▶ _SHORT TASK_:
Reproduce the material below word for word, leaving out the pictures.

▶ _INPUT DATA_:

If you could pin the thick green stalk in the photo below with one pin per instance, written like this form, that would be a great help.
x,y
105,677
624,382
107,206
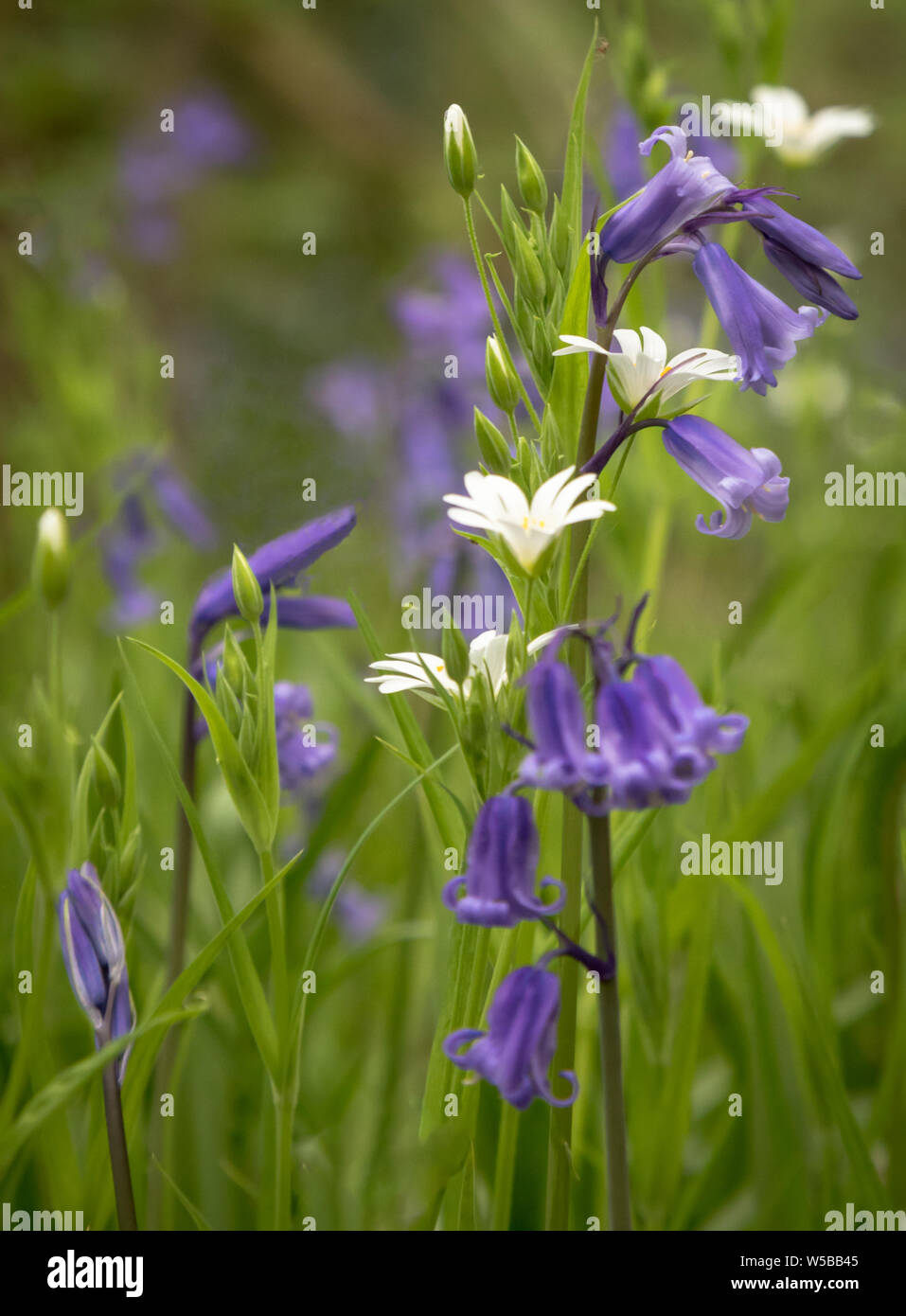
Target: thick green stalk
x,y
609,1008
283,1119
116,1137
516,945
560,1165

▶ _SOLUTION_:
If you could pin the thick green stalk in the photo below with one pin per instance, written like this form, that would be a great help.
x,y
105,677
624,382
107,206
Target: thick green stalk
x,y
609,1008
283,1119
116,1137
516,945
560,1165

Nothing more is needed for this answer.